Collected data
# # # # #

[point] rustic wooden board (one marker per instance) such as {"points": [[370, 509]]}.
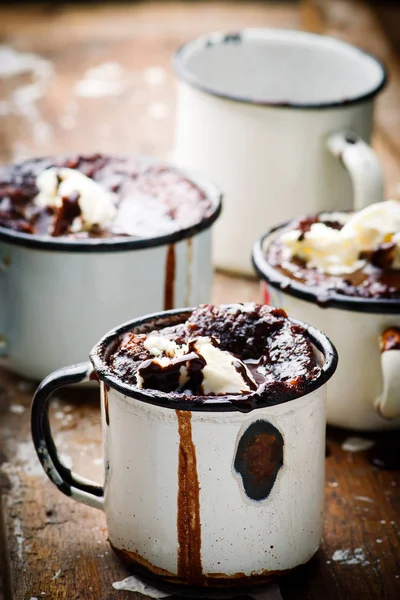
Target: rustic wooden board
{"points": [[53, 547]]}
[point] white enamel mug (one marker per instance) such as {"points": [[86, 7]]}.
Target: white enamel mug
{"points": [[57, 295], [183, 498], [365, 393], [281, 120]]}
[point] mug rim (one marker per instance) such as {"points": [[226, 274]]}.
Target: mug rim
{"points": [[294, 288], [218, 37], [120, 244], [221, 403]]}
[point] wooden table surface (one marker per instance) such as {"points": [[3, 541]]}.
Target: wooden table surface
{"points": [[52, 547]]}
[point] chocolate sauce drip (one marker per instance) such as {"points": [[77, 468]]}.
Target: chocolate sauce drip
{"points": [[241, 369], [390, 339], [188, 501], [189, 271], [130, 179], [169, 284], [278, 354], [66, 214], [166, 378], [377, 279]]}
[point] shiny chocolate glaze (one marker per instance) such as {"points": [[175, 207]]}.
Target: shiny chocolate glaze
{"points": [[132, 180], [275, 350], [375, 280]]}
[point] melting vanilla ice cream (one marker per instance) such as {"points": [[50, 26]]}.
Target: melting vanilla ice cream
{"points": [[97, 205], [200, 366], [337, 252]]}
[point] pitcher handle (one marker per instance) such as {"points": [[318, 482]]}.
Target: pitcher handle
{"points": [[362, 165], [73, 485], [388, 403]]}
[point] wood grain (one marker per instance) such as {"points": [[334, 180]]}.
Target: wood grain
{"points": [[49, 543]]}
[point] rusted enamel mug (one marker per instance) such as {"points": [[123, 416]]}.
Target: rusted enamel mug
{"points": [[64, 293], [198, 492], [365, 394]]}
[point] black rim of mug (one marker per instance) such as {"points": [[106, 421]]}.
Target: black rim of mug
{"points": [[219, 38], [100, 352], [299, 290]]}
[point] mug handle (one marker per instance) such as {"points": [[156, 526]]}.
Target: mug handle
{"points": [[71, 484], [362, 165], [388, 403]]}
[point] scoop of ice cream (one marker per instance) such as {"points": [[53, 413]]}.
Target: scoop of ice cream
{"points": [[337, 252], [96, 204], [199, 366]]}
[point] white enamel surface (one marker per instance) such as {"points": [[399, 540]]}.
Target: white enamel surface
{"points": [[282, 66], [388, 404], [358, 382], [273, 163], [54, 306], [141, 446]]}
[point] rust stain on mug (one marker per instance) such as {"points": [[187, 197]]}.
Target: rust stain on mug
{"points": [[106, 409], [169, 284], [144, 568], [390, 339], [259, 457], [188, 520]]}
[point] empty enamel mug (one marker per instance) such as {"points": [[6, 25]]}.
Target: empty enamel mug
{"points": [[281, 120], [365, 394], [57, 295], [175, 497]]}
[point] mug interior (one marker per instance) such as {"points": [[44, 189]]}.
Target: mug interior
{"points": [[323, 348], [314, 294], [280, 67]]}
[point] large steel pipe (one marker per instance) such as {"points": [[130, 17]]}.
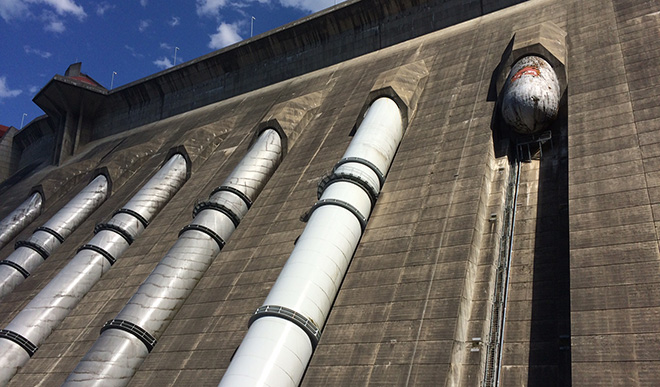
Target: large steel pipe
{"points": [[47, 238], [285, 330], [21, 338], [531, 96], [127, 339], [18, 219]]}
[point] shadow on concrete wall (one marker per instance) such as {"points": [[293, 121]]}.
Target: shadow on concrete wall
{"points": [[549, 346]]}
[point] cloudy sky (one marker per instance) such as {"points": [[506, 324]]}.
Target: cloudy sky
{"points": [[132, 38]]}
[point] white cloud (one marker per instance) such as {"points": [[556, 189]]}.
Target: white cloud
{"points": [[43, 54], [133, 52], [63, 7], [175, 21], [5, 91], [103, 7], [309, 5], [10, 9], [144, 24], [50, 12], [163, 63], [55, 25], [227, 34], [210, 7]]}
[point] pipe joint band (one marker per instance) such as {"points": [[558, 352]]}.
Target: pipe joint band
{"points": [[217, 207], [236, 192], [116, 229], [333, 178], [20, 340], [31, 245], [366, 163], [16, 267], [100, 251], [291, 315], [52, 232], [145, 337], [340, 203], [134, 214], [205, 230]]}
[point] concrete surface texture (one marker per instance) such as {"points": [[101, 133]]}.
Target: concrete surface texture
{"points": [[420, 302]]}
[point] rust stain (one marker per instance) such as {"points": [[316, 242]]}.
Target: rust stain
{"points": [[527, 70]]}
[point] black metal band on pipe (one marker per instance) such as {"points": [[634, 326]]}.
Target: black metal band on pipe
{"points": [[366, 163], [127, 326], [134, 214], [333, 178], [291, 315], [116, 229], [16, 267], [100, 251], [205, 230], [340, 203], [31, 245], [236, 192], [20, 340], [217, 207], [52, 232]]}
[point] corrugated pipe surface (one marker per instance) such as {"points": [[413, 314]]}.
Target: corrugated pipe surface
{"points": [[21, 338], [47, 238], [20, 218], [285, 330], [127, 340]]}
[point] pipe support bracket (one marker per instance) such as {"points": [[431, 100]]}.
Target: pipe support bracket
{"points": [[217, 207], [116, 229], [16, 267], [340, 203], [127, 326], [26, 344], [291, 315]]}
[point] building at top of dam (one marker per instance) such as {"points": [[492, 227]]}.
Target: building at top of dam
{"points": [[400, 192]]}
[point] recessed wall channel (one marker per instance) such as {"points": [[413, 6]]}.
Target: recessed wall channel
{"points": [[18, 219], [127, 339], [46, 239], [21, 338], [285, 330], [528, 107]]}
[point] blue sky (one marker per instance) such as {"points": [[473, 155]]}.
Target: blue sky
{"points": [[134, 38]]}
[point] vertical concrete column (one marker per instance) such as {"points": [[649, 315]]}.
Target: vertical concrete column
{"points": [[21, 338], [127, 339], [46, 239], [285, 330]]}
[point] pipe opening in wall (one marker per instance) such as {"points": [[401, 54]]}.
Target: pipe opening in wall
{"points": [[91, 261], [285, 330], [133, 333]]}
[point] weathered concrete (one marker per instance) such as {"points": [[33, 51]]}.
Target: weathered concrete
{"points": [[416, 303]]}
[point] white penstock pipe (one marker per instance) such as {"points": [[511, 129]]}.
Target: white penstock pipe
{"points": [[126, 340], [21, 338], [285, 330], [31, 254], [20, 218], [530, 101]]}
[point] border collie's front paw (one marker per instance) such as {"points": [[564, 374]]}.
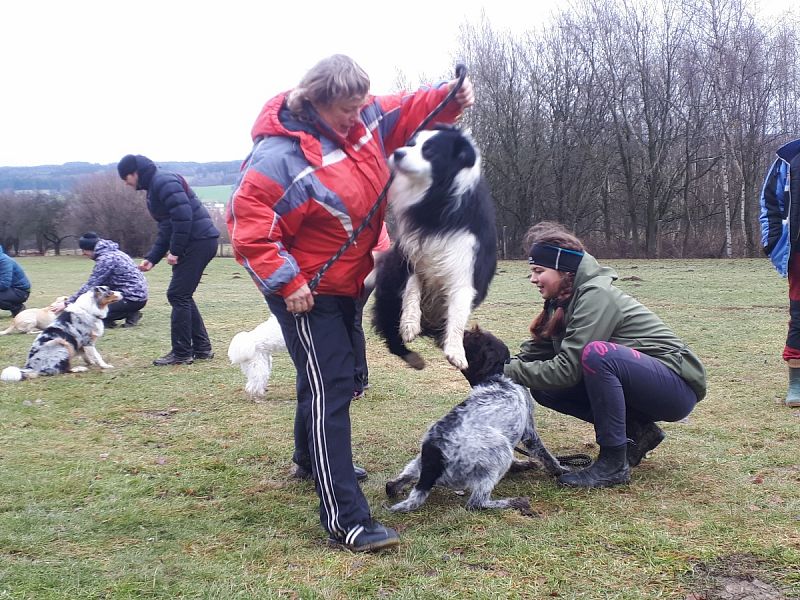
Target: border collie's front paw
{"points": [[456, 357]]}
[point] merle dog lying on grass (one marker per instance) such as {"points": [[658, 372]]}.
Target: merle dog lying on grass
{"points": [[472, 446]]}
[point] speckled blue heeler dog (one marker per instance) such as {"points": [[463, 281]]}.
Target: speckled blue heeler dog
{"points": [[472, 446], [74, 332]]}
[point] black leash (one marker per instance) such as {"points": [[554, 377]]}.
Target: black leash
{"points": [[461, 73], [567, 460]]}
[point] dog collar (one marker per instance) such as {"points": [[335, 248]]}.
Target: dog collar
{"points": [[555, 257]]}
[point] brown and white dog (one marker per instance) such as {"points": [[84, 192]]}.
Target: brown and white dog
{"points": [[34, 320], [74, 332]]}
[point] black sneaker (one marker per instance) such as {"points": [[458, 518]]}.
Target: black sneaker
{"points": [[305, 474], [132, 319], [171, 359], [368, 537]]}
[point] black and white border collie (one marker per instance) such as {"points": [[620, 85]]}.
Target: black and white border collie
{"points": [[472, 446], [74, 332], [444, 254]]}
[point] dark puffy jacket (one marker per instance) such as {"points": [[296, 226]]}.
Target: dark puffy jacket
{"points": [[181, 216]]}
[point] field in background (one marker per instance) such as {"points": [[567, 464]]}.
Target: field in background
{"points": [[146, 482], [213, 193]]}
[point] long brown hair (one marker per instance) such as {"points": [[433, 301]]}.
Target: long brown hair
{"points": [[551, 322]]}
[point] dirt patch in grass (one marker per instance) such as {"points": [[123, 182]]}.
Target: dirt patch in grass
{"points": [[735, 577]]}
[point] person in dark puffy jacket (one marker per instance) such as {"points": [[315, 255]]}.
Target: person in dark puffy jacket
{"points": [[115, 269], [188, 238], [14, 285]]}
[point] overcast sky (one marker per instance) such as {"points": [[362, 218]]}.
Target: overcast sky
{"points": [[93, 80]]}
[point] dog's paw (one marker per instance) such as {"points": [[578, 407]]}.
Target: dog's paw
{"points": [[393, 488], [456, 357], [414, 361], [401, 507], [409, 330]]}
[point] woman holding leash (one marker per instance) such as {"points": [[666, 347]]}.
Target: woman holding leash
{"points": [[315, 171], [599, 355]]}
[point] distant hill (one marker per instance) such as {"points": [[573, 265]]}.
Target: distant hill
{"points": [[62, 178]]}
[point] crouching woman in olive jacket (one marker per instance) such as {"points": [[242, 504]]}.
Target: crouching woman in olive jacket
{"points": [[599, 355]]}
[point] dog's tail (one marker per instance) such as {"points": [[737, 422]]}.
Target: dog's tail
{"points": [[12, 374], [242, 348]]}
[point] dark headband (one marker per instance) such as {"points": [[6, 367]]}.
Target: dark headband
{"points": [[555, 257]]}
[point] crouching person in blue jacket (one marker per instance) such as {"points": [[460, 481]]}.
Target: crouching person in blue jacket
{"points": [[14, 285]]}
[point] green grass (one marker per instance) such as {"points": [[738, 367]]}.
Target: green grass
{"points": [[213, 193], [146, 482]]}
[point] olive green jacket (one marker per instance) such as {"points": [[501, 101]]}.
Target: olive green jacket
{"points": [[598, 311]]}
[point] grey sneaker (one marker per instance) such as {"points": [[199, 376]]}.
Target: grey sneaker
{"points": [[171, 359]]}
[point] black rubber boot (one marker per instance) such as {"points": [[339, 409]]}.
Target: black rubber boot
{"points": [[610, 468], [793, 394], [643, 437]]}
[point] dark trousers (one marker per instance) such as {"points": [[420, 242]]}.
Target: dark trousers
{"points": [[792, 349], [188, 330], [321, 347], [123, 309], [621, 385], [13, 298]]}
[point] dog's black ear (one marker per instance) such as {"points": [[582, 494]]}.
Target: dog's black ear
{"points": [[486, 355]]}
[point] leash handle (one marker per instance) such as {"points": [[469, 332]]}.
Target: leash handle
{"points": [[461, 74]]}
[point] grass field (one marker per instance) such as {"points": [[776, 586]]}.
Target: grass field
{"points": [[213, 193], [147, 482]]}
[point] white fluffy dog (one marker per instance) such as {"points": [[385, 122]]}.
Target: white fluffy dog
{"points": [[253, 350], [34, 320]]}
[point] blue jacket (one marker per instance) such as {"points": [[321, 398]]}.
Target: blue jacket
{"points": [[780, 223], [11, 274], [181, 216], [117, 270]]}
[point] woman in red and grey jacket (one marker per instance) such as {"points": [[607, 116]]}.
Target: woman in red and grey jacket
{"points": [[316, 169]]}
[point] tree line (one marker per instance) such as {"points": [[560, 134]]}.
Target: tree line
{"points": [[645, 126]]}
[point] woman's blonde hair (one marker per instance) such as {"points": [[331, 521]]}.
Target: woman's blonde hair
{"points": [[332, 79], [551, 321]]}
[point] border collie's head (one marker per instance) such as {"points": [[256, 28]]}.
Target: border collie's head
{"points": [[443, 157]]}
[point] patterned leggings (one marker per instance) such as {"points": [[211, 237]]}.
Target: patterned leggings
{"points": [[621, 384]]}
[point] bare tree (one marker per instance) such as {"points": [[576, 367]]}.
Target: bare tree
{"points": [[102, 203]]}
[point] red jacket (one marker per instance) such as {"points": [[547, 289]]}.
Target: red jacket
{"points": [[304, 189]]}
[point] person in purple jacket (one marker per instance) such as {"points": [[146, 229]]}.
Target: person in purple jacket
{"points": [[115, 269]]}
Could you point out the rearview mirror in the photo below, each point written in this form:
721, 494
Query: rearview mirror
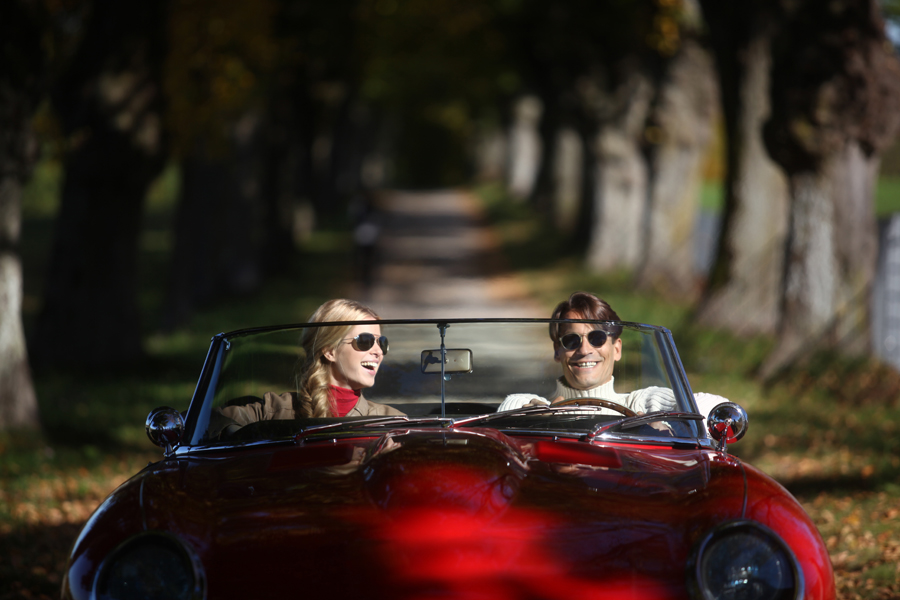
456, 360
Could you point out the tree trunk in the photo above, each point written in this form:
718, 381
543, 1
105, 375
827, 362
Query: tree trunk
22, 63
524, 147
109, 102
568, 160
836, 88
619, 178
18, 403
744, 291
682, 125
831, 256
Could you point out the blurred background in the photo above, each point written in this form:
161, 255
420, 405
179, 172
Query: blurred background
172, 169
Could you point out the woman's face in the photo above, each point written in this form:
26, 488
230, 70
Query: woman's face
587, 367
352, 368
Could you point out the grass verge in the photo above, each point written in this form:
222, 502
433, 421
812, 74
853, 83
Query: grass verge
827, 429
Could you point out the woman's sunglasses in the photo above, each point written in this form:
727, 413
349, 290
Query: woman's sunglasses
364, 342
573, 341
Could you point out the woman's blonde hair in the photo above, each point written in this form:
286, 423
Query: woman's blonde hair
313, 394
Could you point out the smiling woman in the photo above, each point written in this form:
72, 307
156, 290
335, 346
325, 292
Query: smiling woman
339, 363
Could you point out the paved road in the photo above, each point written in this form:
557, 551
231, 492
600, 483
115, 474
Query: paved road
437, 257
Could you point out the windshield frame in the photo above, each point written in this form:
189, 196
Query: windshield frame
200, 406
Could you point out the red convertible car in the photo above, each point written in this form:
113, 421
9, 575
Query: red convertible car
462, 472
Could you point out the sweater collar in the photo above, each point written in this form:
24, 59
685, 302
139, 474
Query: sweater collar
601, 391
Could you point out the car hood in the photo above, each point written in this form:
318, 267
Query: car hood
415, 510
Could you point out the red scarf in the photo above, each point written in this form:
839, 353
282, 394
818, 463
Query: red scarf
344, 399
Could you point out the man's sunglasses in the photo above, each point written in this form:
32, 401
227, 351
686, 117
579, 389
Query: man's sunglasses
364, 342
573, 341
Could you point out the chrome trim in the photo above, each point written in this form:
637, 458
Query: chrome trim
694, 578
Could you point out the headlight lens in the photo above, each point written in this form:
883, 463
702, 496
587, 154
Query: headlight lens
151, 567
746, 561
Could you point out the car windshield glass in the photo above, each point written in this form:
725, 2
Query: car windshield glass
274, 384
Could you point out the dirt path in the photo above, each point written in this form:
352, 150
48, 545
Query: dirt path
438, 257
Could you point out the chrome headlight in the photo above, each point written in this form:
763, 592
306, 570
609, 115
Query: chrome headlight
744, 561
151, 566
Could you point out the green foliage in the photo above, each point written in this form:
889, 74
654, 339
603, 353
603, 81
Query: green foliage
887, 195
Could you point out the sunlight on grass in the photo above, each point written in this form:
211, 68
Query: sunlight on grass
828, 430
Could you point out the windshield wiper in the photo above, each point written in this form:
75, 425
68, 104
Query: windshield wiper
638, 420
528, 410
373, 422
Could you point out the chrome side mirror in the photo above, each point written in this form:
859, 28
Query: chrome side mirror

# # # # #

Quote only the lines from the line containing "Could you point out the green" through the end of the entries, keeping the first and the last.

§ ANSWER TO THIS PROBLEM
Could you point out the green foliage in the photo above, each point written in this form:
889, 74
654, 339
603, 353
603, 81
Query: green foliage
887, 195
Could you point out the sunlight on grass in the photo above, each point written in this form:
211, 68
Query: sunlight on grass
828, 430
Could you point out the windshield wiper in the photo above, each point written in this form:
75, 425
68, 104
Query: windshield wiper
638, 420
528, 410
373, 422
Could you point out the chrome side mirror in the photo above, each point written in this form:
859, 28
Query: chrome side mirror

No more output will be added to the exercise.